Rewrite the listing below, replacing "marker" with "pin" everywhere it occurs and leaving all other text unchanged.

┌──

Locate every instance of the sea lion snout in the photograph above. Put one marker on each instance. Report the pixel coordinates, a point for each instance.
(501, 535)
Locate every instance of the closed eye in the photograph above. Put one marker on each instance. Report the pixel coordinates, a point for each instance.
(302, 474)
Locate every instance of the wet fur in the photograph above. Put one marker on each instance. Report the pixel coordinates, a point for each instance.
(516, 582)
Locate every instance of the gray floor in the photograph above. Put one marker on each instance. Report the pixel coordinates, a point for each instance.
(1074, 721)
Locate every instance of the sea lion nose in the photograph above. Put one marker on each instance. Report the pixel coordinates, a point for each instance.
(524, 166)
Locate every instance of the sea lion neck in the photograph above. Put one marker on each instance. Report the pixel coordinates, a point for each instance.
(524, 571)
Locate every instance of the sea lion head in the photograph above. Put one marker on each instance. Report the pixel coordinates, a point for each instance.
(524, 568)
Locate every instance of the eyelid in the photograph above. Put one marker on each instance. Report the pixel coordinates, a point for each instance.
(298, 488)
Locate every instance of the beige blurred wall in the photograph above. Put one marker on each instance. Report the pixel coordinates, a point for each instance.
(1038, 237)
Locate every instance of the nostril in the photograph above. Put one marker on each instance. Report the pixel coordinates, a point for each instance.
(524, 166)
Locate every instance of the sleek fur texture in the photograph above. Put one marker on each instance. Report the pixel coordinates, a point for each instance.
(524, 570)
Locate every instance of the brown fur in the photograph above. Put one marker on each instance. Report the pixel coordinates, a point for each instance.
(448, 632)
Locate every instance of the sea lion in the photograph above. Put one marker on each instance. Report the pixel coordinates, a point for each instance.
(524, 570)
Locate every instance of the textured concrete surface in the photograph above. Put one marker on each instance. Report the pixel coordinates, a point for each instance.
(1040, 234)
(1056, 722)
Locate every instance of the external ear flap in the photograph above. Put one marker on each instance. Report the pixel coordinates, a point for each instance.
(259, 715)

└──

■ **Exercise result**:
Locate every instance of the sea lion snout in the photograph above. Put one pin on each instance. Report the pixel coordinates, a point for each instance.
(501, 535)
Locate every instance of the closed eye in the photograph above. Put one pin on each instance. Report the pixel coordinates, a point for each instance.
(302, 474)
Locate every instance of the wet fur in the photograph above. Put one pin on each instance. Report the pixel coordinates, a point for each instance.
(516, 582)
Locate every instance of the gray floor in the photograph above. Put one pin on each instance. Report the pixel coordinates, a point for each instance.
(1074, 721)
Locate every instance of the sea lion nose in the photograph above. Put one pin on each instance. Report the pixel coordinates, a point for each instance.
(524, 166)
Locate every instance of the sea lion neck in the photograph above. Put one pin on each instance. Report the pixel coordinates, a point for each instance.
(524, 571)
Locate every instance of the sea lion head in the photograph above. Put one pin on each instance. Report the pixel coordinates, a point for each instance.
(524, 568)
Locate every instance of the eyelid in the photograph above. Put one pin on each instance. Report the pixel coordinates, a point for each instance.
(298, 488)
Locate every instance of the beige blurred wall in the photograph above. Put one pin on each instance. Report the pixel coordinates, a point for each instance.
(1038, 237)
Locate every instance of the nostril in the photograph above. Put one pin on each instance. Report the pixel coordinates, a point for each instance.
(524, 166)
Locate every instance of the sleek fur texture in the photograph above. Put one pin on each instance. Report the pixel coordinates, a point for each instance.
(524, 570)
Locate every instance of the brown fur in the photograph above. Put one pin on each instance. Report the pixel coordinates, a point for each instance.
(448, 632)
Locate every instance of the sea lion in the photograph above. Put one pin on each instance. Report the pixel coordinates, a point for each instance.
(524, 570)
Locate every instance of the textured concrete surface in the photograph above. Put one pin on each instance. Report the pixel coordinates, a point for each instance.
(1040, 234)
(1056, 722)
Locate every instance of the external ear flap in the photograph above. Put one pin on each instance. Report the pixel coordinates, a point for each instance.
(259, 715)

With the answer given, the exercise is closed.